* EXERCISE AIM *
Each record must appear in the answer exactly as given.

==================================================

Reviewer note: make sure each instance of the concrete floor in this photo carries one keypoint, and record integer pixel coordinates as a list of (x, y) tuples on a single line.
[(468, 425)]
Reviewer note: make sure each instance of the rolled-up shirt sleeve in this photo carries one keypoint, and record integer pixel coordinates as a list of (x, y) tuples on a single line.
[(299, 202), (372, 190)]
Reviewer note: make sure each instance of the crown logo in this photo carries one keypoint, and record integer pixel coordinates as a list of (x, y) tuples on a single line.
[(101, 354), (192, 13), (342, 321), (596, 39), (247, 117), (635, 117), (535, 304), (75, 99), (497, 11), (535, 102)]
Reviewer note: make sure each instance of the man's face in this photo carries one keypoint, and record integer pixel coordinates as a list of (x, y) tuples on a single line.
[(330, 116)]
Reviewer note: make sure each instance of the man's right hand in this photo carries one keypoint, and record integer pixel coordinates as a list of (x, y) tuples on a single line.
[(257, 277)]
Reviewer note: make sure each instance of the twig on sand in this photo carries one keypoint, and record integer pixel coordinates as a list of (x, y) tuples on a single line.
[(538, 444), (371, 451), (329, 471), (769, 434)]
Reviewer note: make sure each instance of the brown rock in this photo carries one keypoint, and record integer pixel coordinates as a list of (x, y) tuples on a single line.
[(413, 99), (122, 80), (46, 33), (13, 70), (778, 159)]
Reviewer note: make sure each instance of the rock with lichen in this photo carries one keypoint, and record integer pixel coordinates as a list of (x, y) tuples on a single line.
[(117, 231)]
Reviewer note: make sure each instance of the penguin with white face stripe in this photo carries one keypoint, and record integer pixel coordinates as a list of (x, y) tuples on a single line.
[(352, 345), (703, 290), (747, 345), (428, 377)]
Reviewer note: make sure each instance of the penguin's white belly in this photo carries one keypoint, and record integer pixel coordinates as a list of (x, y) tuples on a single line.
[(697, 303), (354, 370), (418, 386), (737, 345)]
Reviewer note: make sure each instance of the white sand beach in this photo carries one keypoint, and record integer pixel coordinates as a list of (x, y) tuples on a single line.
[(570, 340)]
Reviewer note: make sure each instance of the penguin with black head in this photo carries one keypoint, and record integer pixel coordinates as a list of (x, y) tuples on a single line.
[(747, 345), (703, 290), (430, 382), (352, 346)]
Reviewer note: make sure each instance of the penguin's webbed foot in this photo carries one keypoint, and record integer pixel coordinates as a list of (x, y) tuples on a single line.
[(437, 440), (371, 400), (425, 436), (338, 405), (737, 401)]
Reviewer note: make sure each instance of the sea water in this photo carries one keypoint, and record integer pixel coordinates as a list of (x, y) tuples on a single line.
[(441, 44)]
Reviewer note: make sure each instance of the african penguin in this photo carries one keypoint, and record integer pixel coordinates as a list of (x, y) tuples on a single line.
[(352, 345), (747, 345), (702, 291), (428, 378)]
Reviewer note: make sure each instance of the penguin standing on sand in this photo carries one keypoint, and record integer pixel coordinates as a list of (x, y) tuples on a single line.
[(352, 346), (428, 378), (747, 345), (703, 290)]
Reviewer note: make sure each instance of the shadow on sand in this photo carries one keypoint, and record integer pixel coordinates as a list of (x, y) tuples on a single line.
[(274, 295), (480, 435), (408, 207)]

==================================================

* ANSWER *
Reviewer note: make sure each instance of the concrete floor in this photo carries one keypoint, and record integer pixel coordinates as a list of (x, y) tuples on a single line.
[(468, 425)]
Reviewer note: make sure each instance of the rolled-up shirt sleeve in this photo carries one keypoint, and record integer pixel coordinates as a list of (x, y) tuples on a single line.
[(299, 202), (372, 190)]
Reviewer note: make sure each instance of the crown logo in this photo carries one keypoint, and record integer pixel coordinates as a list of (x, y) tuples on a single line.
[(101, 354), (192, 13), (342, 321), (596, 39), (247, 117), (635, 117), (535, 304), (75, 99), (497, 11), (535, 102)]
Reviewer note: make sure each instance of the man's face in this photo carries one keypoint, and record integer pixel coordinates as a list of (x, y) tuples on a single line.
[(330, 116)]
Reviewer note: make sure each instance of the man's right hand in this photo carries one keypoint, and record integer pixel coordinates as a list of (x, y) tuples on a single line.
[(257, 277)]
Reviewer note: make sure each instance of the twig on sand in this photo carries one keypoint, and record integer pixel coordinates as a list of (x, y) tuples on a single line.
[(538, 444), (371, 451), (329, 471), (769, 434)]
Reviewer note: make sure each instance of the brown rock in this photo carries one keypoint, and record integer pixel coordinates as a list of (x, y) tuples on a single line.
[(413, 99), (122, 80), (46, 33), (13, 70), (778, 159)]
Reviewer note: make sure each instance of the rock with lichen in this photo carries one keypoint, and record integer pixel coordinates as a list of (x, y) tuples on a single line.
[(117, 231)]
Reviewer note: make sure each instance of the penguin with white face stripe in this photo carries one keypoint, and record integer pixel coordinates as a list of (x, y) tuples on a single line.
[(352, 345), (703, 290), (747, 345), (428, 377)]
Reviewer note: make sure each instance of the penguin's white belly in this photo carries one keypoint, and record integer pixel coordinates as a list of (x, y) tuples on a single line.
[(697, 303), (354, 370), (418, 386), (737, 345)]
Reviewer note: make sure each instance of the white sand beach in this photo carries one keypoint, and record integer pixel coordinates as a list of (x, y) tuples on a single line.
[(570, 340)]
Reviewer note: make sure each instance of the penguin with black head in this photo carries one keypoint, and record integer pixel coordinates as a list of (x, y) tuples on a single line.
[(747, 345), (703, 290), (430, 382), (352, 346)]
Reviewer note: make sure each instance of the penguin's webbed foot in this photo carries one keypoint, and record integer pixel coordinates as a list of (x, y) tuples on a single line.
[(437, 440), (371, 400), (425, 436), (338, 405), (737, 401)]
Reviewer note: make sure each instance of the sea water in this photo carries one keypoint, and record integer pixel coordinates as a list of (x, y) tuples on a single line.
[(441, 44)]
Reviewer note: make sure each instance of the african penguin in this photo carries one keypoint, and record integer pixel coordinates as a list of (x, y) tuples on a single line.
[(352, 345), (747, 345), (702, 291), (428, 378)]
Reviewer note: make sure each instance of the penguin standing on sand in this photo carries one keypoint, and record integer pixel coordinates as a list of (x, y) tuples on a single line.
[(352, 346), (428, 378), (747, 345), (703, 290)]
Reviewer note: make sure each instance of the shadow on sand in this photo carries one keypoint, and record integer pixel coordinates as a list of (x, y) tuples on a single line.
[(274, 295), (480, 435), (408, 207)]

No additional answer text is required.